Task data:
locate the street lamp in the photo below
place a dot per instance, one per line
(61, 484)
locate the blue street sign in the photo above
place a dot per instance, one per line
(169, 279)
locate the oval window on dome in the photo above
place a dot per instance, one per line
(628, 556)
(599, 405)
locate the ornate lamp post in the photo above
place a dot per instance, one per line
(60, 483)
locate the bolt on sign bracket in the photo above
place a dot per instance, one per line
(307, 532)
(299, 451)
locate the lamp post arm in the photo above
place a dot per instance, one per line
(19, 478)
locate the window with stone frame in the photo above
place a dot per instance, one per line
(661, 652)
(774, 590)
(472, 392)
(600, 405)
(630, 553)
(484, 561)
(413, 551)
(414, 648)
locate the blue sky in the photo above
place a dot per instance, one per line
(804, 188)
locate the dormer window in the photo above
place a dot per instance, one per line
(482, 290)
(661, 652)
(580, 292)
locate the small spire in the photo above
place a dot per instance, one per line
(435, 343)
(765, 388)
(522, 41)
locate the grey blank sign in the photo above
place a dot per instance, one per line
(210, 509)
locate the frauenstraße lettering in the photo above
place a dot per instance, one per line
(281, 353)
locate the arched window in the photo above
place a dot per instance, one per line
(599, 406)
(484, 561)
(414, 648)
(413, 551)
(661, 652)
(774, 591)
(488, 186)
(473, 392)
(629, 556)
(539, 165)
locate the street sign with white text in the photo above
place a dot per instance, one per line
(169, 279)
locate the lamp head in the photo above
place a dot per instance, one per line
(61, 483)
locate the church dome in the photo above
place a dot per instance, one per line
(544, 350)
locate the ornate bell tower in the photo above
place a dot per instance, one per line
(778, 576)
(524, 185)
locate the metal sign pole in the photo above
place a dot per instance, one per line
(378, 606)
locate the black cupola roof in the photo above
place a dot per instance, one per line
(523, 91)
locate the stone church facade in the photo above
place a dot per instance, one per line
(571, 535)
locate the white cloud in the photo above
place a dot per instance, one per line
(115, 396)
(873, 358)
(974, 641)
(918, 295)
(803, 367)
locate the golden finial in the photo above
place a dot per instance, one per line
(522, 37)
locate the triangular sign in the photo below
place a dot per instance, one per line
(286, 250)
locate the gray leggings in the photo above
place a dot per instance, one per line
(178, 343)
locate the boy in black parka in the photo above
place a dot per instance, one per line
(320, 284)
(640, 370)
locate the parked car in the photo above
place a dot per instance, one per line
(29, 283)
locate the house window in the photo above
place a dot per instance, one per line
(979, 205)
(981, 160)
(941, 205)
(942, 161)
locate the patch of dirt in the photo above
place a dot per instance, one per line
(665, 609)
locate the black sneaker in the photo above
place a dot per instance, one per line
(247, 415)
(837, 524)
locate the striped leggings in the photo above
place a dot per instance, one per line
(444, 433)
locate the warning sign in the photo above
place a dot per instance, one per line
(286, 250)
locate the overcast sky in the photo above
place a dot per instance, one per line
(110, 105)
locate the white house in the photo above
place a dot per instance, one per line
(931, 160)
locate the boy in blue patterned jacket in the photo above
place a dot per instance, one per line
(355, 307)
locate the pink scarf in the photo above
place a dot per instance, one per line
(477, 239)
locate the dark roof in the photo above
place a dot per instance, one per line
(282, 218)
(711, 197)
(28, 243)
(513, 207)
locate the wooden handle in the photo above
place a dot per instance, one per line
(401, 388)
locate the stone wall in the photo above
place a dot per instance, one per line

Requirements: Reproduce all of the rows above verbatim, keeping every line in its original order.

Response:
locate the street lamp in the photo below
place a dot per instance, one per line
(61, 484)
locate the blue street sign in the photo above
place a dot per instance, one per line
(169, 279)
locate the oval window on dome in the photo above
place a dot per instance, one per line
(628, 556)
(599, 405)
locate the ornate lamp post in the photo above
place a dot per instance, one per line
(60, 483)
locate the bolt on sign bracket in the photo above
place a dot per instance, one per line
(307, 532)
(299, 451)
locate the lamp post arm in the photo above
place a dot per instance, one per line
(19, 478)
locate the window with stone frame in the photo above
place a dot per instance, one per line
(661, 652)
(774, 590)
(472, 392)
(600, 405)
(630, 553)
(484, 561)
(413, 551)
(414, 648)
locate the blue sky in the photo above
place a dot per instance, one per line
(804, 188)
locate the dormer window in the photo above
place a dot per instance, one per line
(482, 290)
(661, 652)
(580, 292)
locate the small spire in the photo above
place a dot per instance, one per line
(435, 343)
(765, 388)
(522, 41)
locate the grey blank sign in the photo above
place a dot per instance, one per line
(210, 509)
locate the frauenstraße lettering in the photo above
place a dot per instance, one per line
(281, 353)
locate the arched window in the photo above
place a dot per instance, one per line
(599, 406)
(484, 561)
(414, 648)
(413, 551)
(661, 652)
(774, 591)
(488, 186)
(473, 392)
(629, 556)
(539, 165)
locate the street sign with white text in the photo above
place a dot per instance, one per line
(169, 279)
locate the lamp head in the photo above
place a dot per instance, one per line
(61, 483)
locate the church dome in the photo above
place a dot per instance, one per line
(544, 350)
locate the ornate bell tower in the photo above
place a dot per instance, one per line
(778, 576)
(524, 185)
locate the metal sign pole in the photo above
place a dot per instance, one per line
(378, 606)
locate the black cupola roof in the photo above
place a dot per instance, one per line
(523, 91)
locate the stone church facade in the photo above
place a dot per instance, one per line
(571, 535)
locate the white cloud in the photo above
place a dot per instance, one per line
(115, 396)
(873, 358)
(974, 641)
(918, 295)
(803, 367)
locate the golden finial in the photo above
place a dot per instance, one per line
(522, 37)
locate the triangular sign in the photo below
place a dot per instance, one per line
(286, 250)
locate the gray leggings in the photo above
place a dot per instance, one per line
(178, 343)
locate the boy in black parka in the photo above
place a dot per instance, one per line
(320, 284)
(640, 370)
locate the parked car in the photo above
place a dot per instance, one per line
(29, 283)
locate the house window in the photo above
place a dot per instance, one per line
(979, 205)
(981, 160)
(941, 205)
(942, 161)
locate the patch of dirt in the photo above
place a dot per instance, one per line
(665, 609)
locate the black sneaker in the photo above
place a dot per instance, one per line
(247, 415)
(837, 524)
locate the striped leggings in the photo above
place a dot per instance, one per line
(444, 433)
locate the warning sign in the photo above
place a dot per instance, one per line
(286, 250)
locate the overcast sky in the photo above
place a dot per instance, one per line
(110, 105)
locate the white house in the photo above
place a dot per instance, one per line
(931, 160)
locate the boy in blue patterned jacket in the photo above
place a dot per instance, one per line
(355, 307)
locate the pink scarf in the photo above
place a dot per instance, one per line
(477, 239)
locate the dark roof in the photo above
place a dot per instance, one per line
(282, 218)
(711, 197)
(28, 243)
(513, 207)
locate the wooden handle in the photo above
place a dot per instance, one per line
(401, 388)
locate the stone wall in the photo above
place a dot per instance, one per line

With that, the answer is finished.